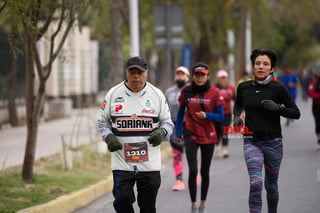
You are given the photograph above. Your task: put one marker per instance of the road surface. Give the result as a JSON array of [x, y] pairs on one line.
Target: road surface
[[299, 181]]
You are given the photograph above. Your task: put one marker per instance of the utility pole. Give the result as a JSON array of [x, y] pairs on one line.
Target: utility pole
[[134, 28]]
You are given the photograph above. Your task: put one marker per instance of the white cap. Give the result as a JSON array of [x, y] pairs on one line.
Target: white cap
[[222, 74], [183, 69]]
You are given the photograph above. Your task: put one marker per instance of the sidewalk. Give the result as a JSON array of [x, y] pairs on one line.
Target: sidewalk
[[81, 124]]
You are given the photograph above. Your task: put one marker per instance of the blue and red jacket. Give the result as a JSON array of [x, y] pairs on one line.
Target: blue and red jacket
[[211, 102]]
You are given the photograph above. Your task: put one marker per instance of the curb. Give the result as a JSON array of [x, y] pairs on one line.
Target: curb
[[82, 197]]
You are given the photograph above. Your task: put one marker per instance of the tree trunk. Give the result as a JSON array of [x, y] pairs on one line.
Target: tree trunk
[[116, 71], [11, 94], [241, 57], [32, 124], [203, 51]]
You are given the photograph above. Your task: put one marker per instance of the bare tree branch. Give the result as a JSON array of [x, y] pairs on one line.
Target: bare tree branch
[[54, 55], [38, 62], [3, 6], [45, 26], [37, 11]]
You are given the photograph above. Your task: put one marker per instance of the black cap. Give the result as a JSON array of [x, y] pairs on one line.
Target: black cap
[[201, 67], [137, 62]]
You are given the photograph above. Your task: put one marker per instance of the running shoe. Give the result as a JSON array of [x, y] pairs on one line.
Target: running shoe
[[194, 209], [217, 152], [178, 186], [225, 153], [202, 209], [198, 180]]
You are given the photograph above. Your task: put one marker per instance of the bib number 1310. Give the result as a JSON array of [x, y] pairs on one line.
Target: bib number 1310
[[136, 152]]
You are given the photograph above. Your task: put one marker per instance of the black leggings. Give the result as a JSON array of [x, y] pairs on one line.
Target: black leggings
[[316, 115], [206, 156]]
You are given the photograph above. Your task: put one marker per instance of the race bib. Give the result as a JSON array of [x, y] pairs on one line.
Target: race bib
[[136, 152]]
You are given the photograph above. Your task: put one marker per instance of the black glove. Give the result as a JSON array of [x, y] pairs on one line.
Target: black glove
[[237, 121], [271, 105], [156, 136], [113, 143]]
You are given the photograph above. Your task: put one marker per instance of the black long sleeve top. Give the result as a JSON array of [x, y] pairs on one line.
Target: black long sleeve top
[[264, 124]]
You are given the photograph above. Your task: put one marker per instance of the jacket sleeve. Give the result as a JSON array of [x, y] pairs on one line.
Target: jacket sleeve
[[104, 121], [238, 104], [165, 116], [179, 121], [288, 109]]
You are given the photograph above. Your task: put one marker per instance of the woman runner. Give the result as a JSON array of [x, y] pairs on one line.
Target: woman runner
[[203, 106], [264, 101]]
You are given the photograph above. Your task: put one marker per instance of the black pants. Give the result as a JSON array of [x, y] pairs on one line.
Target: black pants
[[148, 184], [206, 156], [219, 129], [316, 115]]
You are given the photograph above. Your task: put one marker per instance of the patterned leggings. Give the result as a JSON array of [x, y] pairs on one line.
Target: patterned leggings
[[267, 153]]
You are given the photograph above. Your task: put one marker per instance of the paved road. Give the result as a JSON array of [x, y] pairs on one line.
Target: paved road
[[299, 178], [81, 122]]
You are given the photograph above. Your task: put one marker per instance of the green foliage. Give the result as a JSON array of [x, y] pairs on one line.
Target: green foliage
[[51, 181]]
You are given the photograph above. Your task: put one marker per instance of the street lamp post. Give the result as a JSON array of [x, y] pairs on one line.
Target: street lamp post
[[134, 28]]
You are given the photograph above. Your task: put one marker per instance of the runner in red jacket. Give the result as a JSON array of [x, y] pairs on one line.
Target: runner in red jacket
[[203, 105], [314, 93]]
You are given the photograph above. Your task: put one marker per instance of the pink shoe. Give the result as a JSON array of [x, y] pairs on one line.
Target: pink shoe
[[198, 180], [178, 186]]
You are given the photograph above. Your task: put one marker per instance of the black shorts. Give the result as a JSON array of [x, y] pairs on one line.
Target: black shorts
[[148, 184]]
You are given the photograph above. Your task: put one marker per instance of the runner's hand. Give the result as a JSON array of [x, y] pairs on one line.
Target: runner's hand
[[113, 143], [156, 136], [179, 139], [271, 105], [201, 115], [237, 121]]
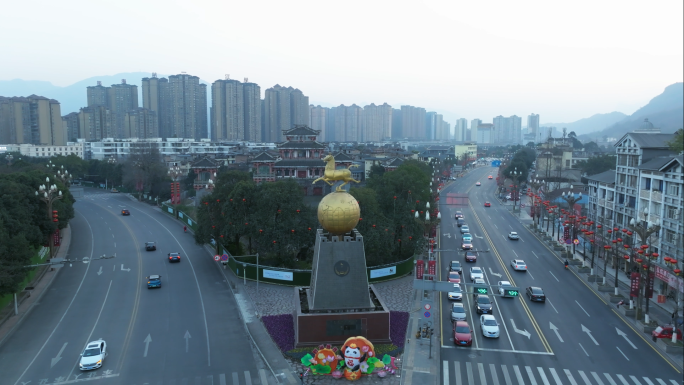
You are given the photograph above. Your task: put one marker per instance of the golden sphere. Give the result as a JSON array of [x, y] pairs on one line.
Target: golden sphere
[[338, 212]]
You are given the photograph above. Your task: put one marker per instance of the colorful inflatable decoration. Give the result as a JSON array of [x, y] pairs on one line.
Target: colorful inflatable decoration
[[355, 360]]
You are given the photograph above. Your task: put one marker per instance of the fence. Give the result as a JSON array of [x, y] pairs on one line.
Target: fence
[[295, 277]]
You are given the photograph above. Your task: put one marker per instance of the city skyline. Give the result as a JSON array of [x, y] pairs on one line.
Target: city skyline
[[583, 72]]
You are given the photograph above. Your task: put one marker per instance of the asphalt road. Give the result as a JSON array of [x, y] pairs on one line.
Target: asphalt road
[[186, 332], [575, 337]]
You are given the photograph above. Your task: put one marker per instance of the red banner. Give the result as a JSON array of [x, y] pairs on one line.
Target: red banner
[[634, 286]]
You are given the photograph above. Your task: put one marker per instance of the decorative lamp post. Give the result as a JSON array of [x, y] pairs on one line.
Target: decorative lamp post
[[49, 194]]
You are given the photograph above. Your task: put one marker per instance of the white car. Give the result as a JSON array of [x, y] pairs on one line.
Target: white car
[[456, 294], [518, 264], [475, 273], [502, 286], [93, 355], [489, 326]]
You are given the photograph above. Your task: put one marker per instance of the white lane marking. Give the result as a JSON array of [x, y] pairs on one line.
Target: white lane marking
[[549, 301], [94, 326], [585, 352], [555, 376], [518, 375], [569, 375], [543, 376], [533, 381], [585, 312], [92, 244]]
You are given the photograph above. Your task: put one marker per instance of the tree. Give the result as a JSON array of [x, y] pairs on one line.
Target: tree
[[597, 164]]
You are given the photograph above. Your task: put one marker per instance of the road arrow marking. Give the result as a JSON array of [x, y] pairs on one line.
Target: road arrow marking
[[555, 329], [187, 337], [584, 329], [621, 333], [147, 344], [523, 332], [59, 355]]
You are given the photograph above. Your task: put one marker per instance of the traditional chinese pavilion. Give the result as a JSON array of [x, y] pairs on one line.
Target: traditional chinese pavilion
[[299, 158]]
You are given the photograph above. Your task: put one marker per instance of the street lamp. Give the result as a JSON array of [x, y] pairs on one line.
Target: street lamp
[[49, 194]]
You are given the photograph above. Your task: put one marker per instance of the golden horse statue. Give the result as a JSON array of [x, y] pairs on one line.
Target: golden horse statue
[[331, 174]]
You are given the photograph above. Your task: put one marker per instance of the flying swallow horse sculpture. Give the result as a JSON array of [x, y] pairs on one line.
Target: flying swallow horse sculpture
[[331, 174]]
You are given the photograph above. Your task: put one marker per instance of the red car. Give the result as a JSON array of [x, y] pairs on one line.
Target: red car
[[665, 331], [454, 277], [462, 334]]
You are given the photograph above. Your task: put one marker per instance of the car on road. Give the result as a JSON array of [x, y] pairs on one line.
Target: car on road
[[518, 265], [454, 277], [456, 294], [471, 256], [93, 355], [476, 272], [462, 334], [154, 281], [458, 312], [483, 305], [503, 285], [535, 293], [665, 331], [455, 266], [489, 326]]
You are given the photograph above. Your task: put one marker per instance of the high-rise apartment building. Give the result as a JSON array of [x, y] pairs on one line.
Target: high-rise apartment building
[[95, 123], [156, 98], [31, 120], [187, 107], [533, 124], [283, 108], [141, 123]]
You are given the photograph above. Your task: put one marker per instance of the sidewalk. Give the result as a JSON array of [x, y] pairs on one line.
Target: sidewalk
[[28, 299]]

***

**EXERCISE OBJECTIVE:** Repeat word for word the lines above that run from the line containing "Target: black long sleeve top" through the line containing "of the woman", both ends included, and nothing else.

**ANSWER BOX:**
Target: black long sleeve top
[[264, 124]]
You are given the photograph above. Your task: put one marker per instance of the jacket sleeve. Give the result as a JSON array of [x, y] pairs on one line.
Target: jacket sleeve
[[104, 121], [238, 104], [165, 116], [179, 121], [288, 109]]
You are given the photograph above. Your task: put one marker per instance of the woman runner. Give the result as a JSON array of [x, y] pairs on one line.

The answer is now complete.